-- start --

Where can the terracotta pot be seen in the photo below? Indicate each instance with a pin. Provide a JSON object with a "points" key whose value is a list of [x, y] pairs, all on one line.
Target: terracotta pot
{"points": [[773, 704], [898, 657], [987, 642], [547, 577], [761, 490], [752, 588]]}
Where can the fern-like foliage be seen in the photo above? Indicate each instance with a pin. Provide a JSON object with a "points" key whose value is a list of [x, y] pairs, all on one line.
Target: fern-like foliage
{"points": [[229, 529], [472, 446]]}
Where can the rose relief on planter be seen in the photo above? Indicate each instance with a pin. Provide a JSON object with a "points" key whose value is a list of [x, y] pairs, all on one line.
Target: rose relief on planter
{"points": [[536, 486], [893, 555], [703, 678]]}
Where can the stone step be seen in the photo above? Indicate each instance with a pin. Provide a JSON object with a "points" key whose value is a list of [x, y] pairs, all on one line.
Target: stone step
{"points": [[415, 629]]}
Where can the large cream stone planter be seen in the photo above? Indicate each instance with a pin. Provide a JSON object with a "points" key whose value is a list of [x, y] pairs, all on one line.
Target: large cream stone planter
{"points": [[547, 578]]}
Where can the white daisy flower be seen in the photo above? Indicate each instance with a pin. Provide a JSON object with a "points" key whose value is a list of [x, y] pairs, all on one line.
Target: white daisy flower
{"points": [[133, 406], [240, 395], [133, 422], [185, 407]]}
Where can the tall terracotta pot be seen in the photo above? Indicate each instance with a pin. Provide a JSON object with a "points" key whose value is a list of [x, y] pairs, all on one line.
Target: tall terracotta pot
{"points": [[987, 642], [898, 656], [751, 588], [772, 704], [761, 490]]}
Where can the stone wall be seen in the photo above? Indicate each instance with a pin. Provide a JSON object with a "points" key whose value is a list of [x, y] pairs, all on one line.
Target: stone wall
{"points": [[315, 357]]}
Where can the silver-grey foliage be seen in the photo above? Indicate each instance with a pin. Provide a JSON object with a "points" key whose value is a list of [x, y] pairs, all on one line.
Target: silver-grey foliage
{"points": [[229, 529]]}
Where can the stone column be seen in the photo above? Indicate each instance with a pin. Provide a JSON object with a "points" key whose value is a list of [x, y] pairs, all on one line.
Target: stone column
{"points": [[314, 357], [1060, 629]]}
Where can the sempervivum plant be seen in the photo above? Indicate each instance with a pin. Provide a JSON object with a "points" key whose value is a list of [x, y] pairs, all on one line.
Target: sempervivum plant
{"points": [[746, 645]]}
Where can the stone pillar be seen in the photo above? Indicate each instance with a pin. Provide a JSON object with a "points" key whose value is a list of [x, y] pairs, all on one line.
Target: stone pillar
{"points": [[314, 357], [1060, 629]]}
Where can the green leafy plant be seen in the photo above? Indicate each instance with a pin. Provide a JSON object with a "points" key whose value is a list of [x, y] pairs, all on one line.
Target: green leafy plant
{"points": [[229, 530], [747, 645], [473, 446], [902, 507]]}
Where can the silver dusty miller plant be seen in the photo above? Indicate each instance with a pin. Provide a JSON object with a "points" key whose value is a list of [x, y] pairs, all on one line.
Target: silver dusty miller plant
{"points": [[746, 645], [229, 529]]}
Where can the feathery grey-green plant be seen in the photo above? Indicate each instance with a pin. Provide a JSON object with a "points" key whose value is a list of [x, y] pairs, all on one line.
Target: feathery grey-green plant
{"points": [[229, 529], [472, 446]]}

-- end --

=== WHAT THIS TASK INVOLVES ===
Format every row above as a numbered list, leaving out any blank lines.

=== WRITTEN ANSWER ===
1. Where can the terracotta pot be seen in the photo below? Indicate each instance with a pin. Provide a JSON object with a "points" key whose value is a list of [x, y] pairs, all on one line.
2. Target: terracotta pot
3. {"points": [[773, 704], [898, 657], [987, 642], [547, 577], [761, 490], [752, 588]]}
4. Where can the fern-like foliage be seen in the photo above? Indicate each instance with a pin. Provide a JSON object with a "points" key whose value is a list of [x, y] pairs, all on one line.
5. Target: fern-like foliage
6. {"points": [[229, 529], [472, 446]]}
7. Where can the rose relief on planter be seen in the photo above? Indicate each instance with a pin. Provide a JSON object with a "points" key whose value is a list of [x, y] pairs, all on one line.
8. Target: rose relief on planter
9. {"points": [[536, 486], [893, 555], [703, 678]]}
10. Where can the stone step be seen in the photo above? Indicate each instance with a pin. Provide a JSON object with a "points" key whose value is a list of [x, y] pairs, all on one line.
11. Target: stone step
12. {"points": [[415, 629]]}
13. Where can the large cream stone planter be seen in the photo above? Indicate each instance with a pin. Provide a JSON object with a "points" key whose value is a list of [x, y] pairs, all on one line.
14. Target: large cream stone planter
15. {"points": [[547, 578]]}
16. Where can the white daisy flower be seen in the photo above? Indicate each instance with a pin. Provide a JSON object with a "points" key whose value is a list of [x, y] pairs, all on one line.
17. Target: white daisy flower
18. {"points": [[133, 406], [240, 395], [133, 422], [185, 407]]}
19. Where can the tall terracotta pot be seen in the photo above? Indicate each instance with a pin. Provide a JSON object with a "points" key whose value is a list of [x, y] pairs, all on one line.
20. Target: tall terracotta pot
21. {"points": [[987, 642], [898, 656], [751, 588], [772, 704], [761, 490]]}
22. Where can the stone wall be seen in the photo above? Indicate each instance with a pin. Provide a JSON object with a "points" key whose value is a list of [x, y] pairs, all on one line.
23. Target: stone wall
24. {"points": [[315, 357]]}
25. Where can the silver-grey foliage be seen in the photo above? Indicate each instance with a pin. Provide a JSON object with a "points" key whose value is a list of [x, y] pairs, all on one line.
26. Target: silver-grey foliage
27. {"points": [[229, 529]]}
28. Where can the stone column be seen in the photo above? Indicate each instance with a pin. Provide a JSON object with a "points" key whose value is a list of [x, y] pairs, all on one line.
29. Target: stone column
30. {"points": [[314, 357], [1060, 629]]}
31. Where can the sempervivum plant be seen in the photo above? Indicate each instance with a pin. Provide a JSON object with a "points" key whose value is a list of [x, y] pairs, all on one line.
32. Target: sempervivum plant
33. {"points": [[746, 645]]}
34. Where can the stone pillar be seen in the photo above? Indicate each instance with a pin. Provide a JSON object with a "points" key whose value is a list of [x, y] pairs, all on one line.
35. Target: stone pillar
36. {"points": [[314, 357], [1060, 629]]}
37. Where can the green leafy plant be seen in the photo above? Indicate each instance with a pin. Provide a JSON object with a "points" key whose value is a list of [x, y] pairs, all on one line.
38. Target: green leafy plant
39. {"points": [[229, 530], [747, 645], [473, 446], [902, 507]]}
40. Where can the silver dusty miller plant be seen in the photo above? Indicate each instance with a pin. Provide a JSON object with a "points" key whose value is a list of [x, y] pairs, all on one line.
41. Target: silver dusty miller plant
42. {"points": [[746, 645], [229, 529]]}
43. Where can the feathery grey-green plant be seen in the photo above? Indicate each instance with a pin. Provide a JSON object with a "points" key whose value is a list of [x, y] pairs, all on one line.
44. Target: feathery grey-green plant
45. {"points": [[229, 529], [472, 446]]}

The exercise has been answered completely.